## EXERCISE
Your answer must be the full set of records, repeated exactly.

══ ENTRIES SUPPLIED

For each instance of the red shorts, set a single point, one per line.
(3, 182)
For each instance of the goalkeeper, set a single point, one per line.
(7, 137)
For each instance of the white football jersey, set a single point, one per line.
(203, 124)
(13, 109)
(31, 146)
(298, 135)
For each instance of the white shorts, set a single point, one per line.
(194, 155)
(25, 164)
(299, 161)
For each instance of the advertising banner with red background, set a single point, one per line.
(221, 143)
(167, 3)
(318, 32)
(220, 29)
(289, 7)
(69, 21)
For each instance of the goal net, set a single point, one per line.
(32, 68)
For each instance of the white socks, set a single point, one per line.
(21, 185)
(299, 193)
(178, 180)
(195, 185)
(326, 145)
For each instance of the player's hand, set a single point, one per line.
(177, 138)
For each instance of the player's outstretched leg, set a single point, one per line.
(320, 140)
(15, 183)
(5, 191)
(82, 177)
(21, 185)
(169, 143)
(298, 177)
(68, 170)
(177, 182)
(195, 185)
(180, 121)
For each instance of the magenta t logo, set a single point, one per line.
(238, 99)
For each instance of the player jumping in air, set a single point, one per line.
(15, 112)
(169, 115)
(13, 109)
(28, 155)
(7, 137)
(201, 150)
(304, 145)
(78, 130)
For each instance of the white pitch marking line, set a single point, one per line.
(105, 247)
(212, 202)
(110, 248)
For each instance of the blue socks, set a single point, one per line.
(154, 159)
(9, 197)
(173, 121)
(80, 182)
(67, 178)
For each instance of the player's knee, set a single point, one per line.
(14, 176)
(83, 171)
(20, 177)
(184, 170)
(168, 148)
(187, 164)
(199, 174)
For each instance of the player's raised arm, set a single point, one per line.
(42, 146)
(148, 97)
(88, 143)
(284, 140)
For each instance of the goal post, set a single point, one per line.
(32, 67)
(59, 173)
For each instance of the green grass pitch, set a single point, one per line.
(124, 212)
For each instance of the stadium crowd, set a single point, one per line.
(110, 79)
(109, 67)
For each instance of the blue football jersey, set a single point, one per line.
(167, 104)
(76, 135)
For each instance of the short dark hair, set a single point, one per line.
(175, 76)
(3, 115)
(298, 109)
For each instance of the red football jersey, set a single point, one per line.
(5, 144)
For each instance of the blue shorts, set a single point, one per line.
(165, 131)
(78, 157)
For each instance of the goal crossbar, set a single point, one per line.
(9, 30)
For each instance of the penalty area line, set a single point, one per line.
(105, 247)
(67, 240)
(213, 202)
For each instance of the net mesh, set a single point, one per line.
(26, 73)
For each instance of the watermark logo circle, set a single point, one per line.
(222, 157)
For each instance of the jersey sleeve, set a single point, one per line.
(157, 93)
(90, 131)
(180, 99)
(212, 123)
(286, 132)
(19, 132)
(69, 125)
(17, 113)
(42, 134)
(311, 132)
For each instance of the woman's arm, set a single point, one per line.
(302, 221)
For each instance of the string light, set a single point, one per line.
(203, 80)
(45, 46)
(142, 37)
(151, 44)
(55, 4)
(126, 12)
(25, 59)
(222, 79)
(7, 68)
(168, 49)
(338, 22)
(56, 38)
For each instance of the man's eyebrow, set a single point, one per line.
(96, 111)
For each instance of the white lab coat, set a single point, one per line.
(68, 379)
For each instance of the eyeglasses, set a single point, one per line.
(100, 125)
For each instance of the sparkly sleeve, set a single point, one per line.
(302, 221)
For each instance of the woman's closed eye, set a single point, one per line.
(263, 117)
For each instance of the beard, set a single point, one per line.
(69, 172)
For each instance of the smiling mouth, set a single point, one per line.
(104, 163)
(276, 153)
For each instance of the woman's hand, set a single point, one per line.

════

## TASK RESULT
For each instance of the red shorts, set a single point, one per line.
(3, 182)
For each instance of the goalkeeper, set a single point, one per line.
(7, 137)
For each instance of the white football jersey, set a single point, one per line.
(203, 124)
(13, 109)
(31, 146)
(298, 135)
For each instance of the white shorts, set a single point, one per line.
(194, 155)
(25, 164)
(299, 161)
For each instance of the advertising banner with red background, set a single point, one per line.
(221, 143)
(167, 3)
(318, 32)
(220, 29)
(289, 7)
(69, 21)
For each instance of the goal net, set a single point, one per line.
(32, 68)
For each instance of the white socks, set a single point, one per line.
(21, 185)
(299, 193)
(178, 180)
(195, 185)
(326, 145)
For each instance of the player's hand, set a single point, one per line.
(177, 138)
For each instance of the player's outstretched leg, set a single point, one per line.
(320, 140)
(15, 183)
(5, 191)
(82, 177)
(21, 185)
(169, 143)
(298, 177)
(68, 170)
(177, 182)
(195, 185)
(180, 121)
For each instance of the magenta t logo, set a single point, one per line.
(238, 99)
For each instance of the player jumping in air, set a single point, one per line.
(15, 112)
(169, 115)
(13, 109)
(28, 155)
(7, 137)
(201, 150)
(304, 145)
(78, 130)
For each instance of the white pitch marking line, set a single point, one per line.
(105, 247)
(212, 202)
(110, 248)
For each instance of the blue socks, set a single point, one per line.
(154, 159)
(9, 197)
(173, 121)
(80, 182)
(67, 178)
For each instance of the player's knee, set a single point, one per line.
(14, 176)
(83, 171)
(20, 177)
(184, 170)
(168, 148)
(187, 164)
(199, 174)
For each instance of the player's raised arm, set a single point, one per line.
(42, 146)
(148, 97)
(88, 143)
(284, 140)
For each instance of the goal post, set a single point, one per line.
(32, 67)
(59, 173)
For each instance of the green grass pitch, set a single point, one per line.
(124, 212)
For each instance of the stadium crowd, set a single point, one per line.
(110, 79)
(109, 67)
For each instance of the blue football jersey, set a single point, one per line.
(167, 104)
(76, 135)
For each instance of the short dark hair, set a single point, one per line.
(175, 76)
(3, 115)
(298, 109)
For each instance of the red football jersey, set a single point, one per line.
(5, 144)
For each instance of the blue shorts, set a single point, one per line.
(165, 131)
(78, 157)
For each instance of the goal crossbar, set a single point, one per line.
(9, 30)
For each instance of the penalty area line, set a single point, one per line.
(105, 247)
(67, 240)
(213, 202)
For each instance of the net mesh, set a single point, one per line.
(26, 73)
For each instance of the watermark logo circle, set a single point, one per line.
(222, 157)
For each instance of the jersey sleeve, set a single point, one per line.
(157, 93)
(90, 131)
(180, 99)
(212, 123)
(286, 132)
(19, 132)
(69, 125)
(17, 113)
(42, 134)
(311, 132)
For each instance of the woman's arm, set a single point, one per line.
(302, 221)
For each instance of the string light, set a single point, one per line.
(203, 80)
(45, 46)
(142, 37)
(151, 44)
(55, 4)
(126, 12)
(25, 59)
(222, 79)
(7, 68)
(168, 49)
(338, 22)
(56, 38)
For each instance of the man's eyebrow, set a single point, one per line.
(96, 111)
For each instance of the white lab coat, set a single point, one per line.
(68, 379)
For each instance of the eyeglasses, set a single point, one per line.
(100, 125)
For each instance of the sparkly sleeve, set a single point, one per line.
(302, 221)
For each instance of the woman's closed eye, set a single point, one per line.
(263, 117)
For each instance of the beard, set a single point, one per line.
(69, 172)
For each instance of the smiling mouth, set a single point, one per line.
(104, 163)
(276, 153)
For each instance of the woman's hand, set a single point, one per line.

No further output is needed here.